TO-DO ITEM: How many lines in the entries below contain the string "positive"? Reply with the number alone.
:: RECORDS TO PROCESS
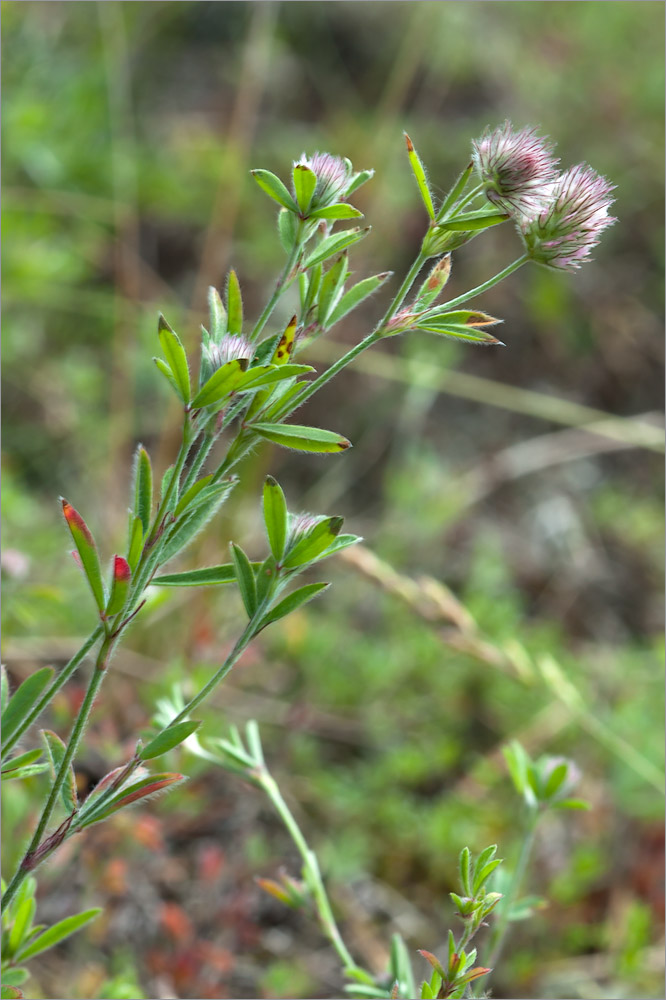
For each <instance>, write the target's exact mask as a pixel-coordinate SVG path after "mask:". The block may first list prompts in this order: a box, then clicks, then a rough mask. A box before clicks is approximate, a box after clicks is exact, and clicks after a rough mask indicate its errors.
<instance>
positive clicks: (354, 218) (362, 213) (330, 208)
mask: <svg viewBox="0 0 666 1000" xmlns="http://www.w3.org/2000/svg"><path fill="white" fill-rule="evenodd" d="M362 216H363V212H359V210H358V209H357V208H354V206H353V205H348V204H347V203H346V202H343V201H340V202H337V204H335V205H325V206H324V207H323V208H318V209H316V210H315V211H314V212H310V218H311V219H360V218H362Z"/></svg>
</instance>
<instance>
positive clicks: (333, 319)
mask: <svg viewBox="0 0 666 1000" xmlns="http://www.w3.org/2000/svg"><path fill="white" fill-rule="evenodd" d="M392 274H393V271H383V272H382V274H375V275H373V276H372V277H371V278H364V279H363V280H362V281H359V282H357V283H356V284H355V285H353V286H352V287H351V288H350V289H349V290H348V291H346V292H345V294H344V295H343V296H342V298H341V299H340V301H339V302H338V304H337V306H336V307H335V309H334V310H333V312H332V313H331V314H330V316H329V317H328V320H327V323H326V325H327V327H331V326H334V325H335V324H336V323H339V322H340V320H341V319H343V317H345V316H346V315H347V313H350V312H351V311H352V309H356V307H357V306H359V305H360V304H361V302H363V301H365V299H367V298H368V296H370V295H372V294H373V293H374V292H376V291H377V289H378V288H381V286H382V285H383V284H384V282H386V281H388V279H389V278H390V277H391V276H392Z"/></svg>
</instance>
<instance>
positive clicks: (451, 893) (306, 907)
mask: <svg viewBox="0 0 666 1000" xmlns="http://www.w3.org/2000/svg"><path fill="white" fill-rule="evenodd" d="M182 703H183V698H182V694H181V693H180V692H179V691H178V690H176V691H175V692H174V696H173V698H172V699H171V700H165V701H163V703H162V705H161V709H160V719H159V721H160V722H161V723H163V722H164V721H165V720H166V719H168V718H169V717H170V716H171V715H172V714H173V711H174V710H175V709H176V710H177V709H178V707H179V706H180V705H182ZM185 745H186V747H187V749H188V750H190V751H191V752H192V753H194V754H196V755H197V756H199V757H201V758H203V759H204V760H207V761H210V762H211V763H214V764H217V765H218V766H220V767H223V768H224V769H225V770H227V771H230V772H231V773H232V774H235V775H237V776H238V777H240V778H242V779H243V780H244V781H246V782H247V783H248V784H250V785H252V786H254V787H255V788H258V789H260V790H261V791H262V792H263V793H264V794H265V795H266V796H267V798H268V799H269V801H270V802H271V804H272V805H273V807H274V809H275V811H276V812H277V814H278V816H279V817H280V819H281V820H282V822H283V824H284V826H285V828H286V830H287V831H288V833H289V835H290V837H291V839H292V841H293V842H294V844H295V845H296V848H297V849H298V852H299V854H300V856H301V860H302V867H301V871H300V872H299V877H298V878H295V877H293V876H292V875H289V874H288V873H286V872H284V871H283V872H281V873H280V874H279V876H278V877H277V878H276V879H274V878H258V879H257V884H258V885H259V886H260V887H261V888H262V889H263V890H264V891H265V892H267V893H269V895H271V896H273V897H274V898H275V899H278V900H280V902H282V903H284V904H285V905H286V906H289V907H291V908H293V909H301V908H305V909H306V910H309V911H310V912H311V913H312V915H314V916H315V917H316V919H317V921H318V923H319V926H320V928H321V929H322V931H323V933H324V935H325V936H326V938H327V939H328V940H329V942H330V943H331V945H332V946H333V948H334V949H335V951H336V953H337V955H338V957H339V959H340V962H341V965H342V971H343V974H344V976H345V978H347V979H348V980H352V982H348V983H347V984H346V985H345V987H344V988H345V992H346V993H348V994H349V995H350V996H352V997H358V998H364V997H378V998H387V1000H388V998H403V1000H413V998H414V997H416V996H417V988H416V980H415V978H414V970H413V967H412V962H411V960H410V957H409V952H408V950H407V946H406V945H405V942H404V940H403V938H402V937H401V935H400V934H394V935H393V938H392V940H391V951H390V962H389V967H388V969H386V970H385V971H384V972H382V973H380V974H379V975H373V973H371V972H370V971H369V970H367V969H365V968H363V967H362V966H360V965H358V963H357V962H356V961H355V960H354V958H353V957H352V955H351V952H350V950H349V948H348V947H347V945H346V944H345V942H344V940H343V937H342V934H341V932H340V929H339V927H338V925H337V923H336V920H335V917H334V915H333V907H332V905H331V902H330V899H329V897H328V893H327V890H326V886H325V883H324V880H323V877H322V874H321V868H320V865H319V861H318V859H317V855H316V853H315V852H314V850H313V849H312V848H311V847H310V846H309V845H308V843H307V841H306V839H305V836H304V834H303V832H302V830H301V829H300V827H299V826H298V824H297V822H296V820H295V818H294V816H293V814H292V812H291V810H290V809H289V806H288V805H287V802H286V800H285V798H284V796H283V795H282V792H281V791H280V788H279V785H278V783H277V782H276V780H275V778H274V777H273V775H272V774H271V773H270V771H269V770H268V767H267V765H266V759H265V755H264V750H263V747H262V743H261V737H260V733H259V727H258V725H257V723H256V722H255V721H254V720H252V721H250V722H248V723H247V725H246V727H245V734H244V736H243V735H241V732H240V730H239V729H238V728H237V727H236V726H232V727H231V729H230V733H229V736H228V737H227V738H220V737H214V738H213V737H212V738H209V739H207V740H206V741H205V743H204V744H202V743H201V742H200V741H199V739H198V737H197V736H195V735H193V736H192V737H191V738H190V739H188V741H187V743H186V744H185ZM496 852H497V847H496V846H495V845H492V846H490V847H487V848H486V849H485V850H484V851H482V852H481V853H480V854H479V856H478V858H477V859H476V861H475V860H474V859H473V858H472V855H471V854H470V851H469V849H468V848H464V849H463V851H462V852H461V854H460V863H459V870H460V888H461V893H460V894H458V893H451V899H452V900H453V902H454V903H455V905H456V908H457V911H458V913H457V915H458V917H459V918H460V919H461V921H462V923H463V931H462V933H461V935H460V938H459V939H458V940H457V941H456V939H455V937H454V936H453V934H452V933H451V932H450V933H449V958H448V964H447V968H446V970H444V968H443V967H442V966H441V965H440V963H439V961H438V960H437V959H436V958H435V956H434V955H431V954H430V952H427V951H421V955H423V956H424V957H425V958H426V959H427V960H428V961H429V962H430V963H431V965H432V966H433V969H434V971H433V974H432V977H431V979H430V981H426V982H423V983H422V986H421V992H420V993H419V996H421V997H462V996H463V995H464V994H465V990H466V989H467V987H468V985H469V984H470V983H472V982H473V981H474V980H475V979H478V978H480V977H481V976H484V975H487V973H489V972H490V971H491V970H490V969H487V968H484V967H482V966H476V965H475V964H474V963H475V961H476V949H472V950H469V951H466V950H465V949H466V948H467V946H468V944H469V942H470V941H471V940H472V938H473V937H474V935H475V934H476V933H477V931H478V930H479V929H480V928H481V927H485V926H486V918H487V917H489V916H490V914H491V913H492V912H493V910H494V909H495V907H496V905H497V903H498V902H499V900H500V899H501V894H500V893H498V892H491V891H489V890H488V888H487V885H488V882H489V880H490V879H491V877H492V875H493V873H494V871H495V869H496V868H497V867H498V866H499V865H500V864H501V863H502V862H501V859H500V858H496V857H495V854H496Z"/></svg>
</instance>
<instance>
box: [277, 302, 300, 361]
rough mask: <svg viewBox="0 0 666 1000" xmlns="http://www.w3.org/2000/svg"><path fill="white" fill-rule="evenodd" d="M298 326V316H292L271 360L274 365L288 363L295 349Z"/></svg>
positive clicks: (284, 331)
mask: <svg viewBox="0 0 666 1000" xmlns="http://www.w3.org/2000/svg"><path fill="white" fill-rule="evenodd" d="M297 326H298V316H296V315H295V314H294V315H293V316H292V317H291V319H290V320H289V322H288V323H287V325H286V327H285V331H284V333H283V334H282V336H281V337H280V339H279V341H278V344H277V347H276V348H275V352H274V354H273V357H272V358H271V361H272V363H273V364H274V365H286V364H287V362H288V361H289V358H290V357H291V354H292V351H293V350H294V340H295V338H296V327H297Z"/></svg>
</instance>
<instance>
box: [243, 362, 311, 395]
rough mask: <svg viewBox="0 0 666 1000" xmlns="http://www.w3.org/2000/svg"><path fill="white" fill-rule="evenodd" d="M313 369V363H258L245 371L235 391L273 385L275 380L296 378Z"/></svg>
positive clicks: (274, 382)
mask: <svg viewBox="0 0 666 1000" xmlns="http://www.w3.org/2000/svg"><path fill="white" fill-rule="evenodd" d="M313 371H314V368H313V367H312V365H280V366H279V367H275V366H268V365H258V366H257V367H256V368H250V369H249V370H248V371H246V372H245V374H244V375H243V377H242V379H241V380H240V382H239V383H238V385H237V387H236V390H235V391H236V392H247V390H249V389H259V388H260V387H261V386H264V385H272V384H273V383H275V382H282V381H284V379H288V378H296V377H297V376H299V375H306V374H309V372H313Z"/></svg>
::::
ANSWER SECTION: 5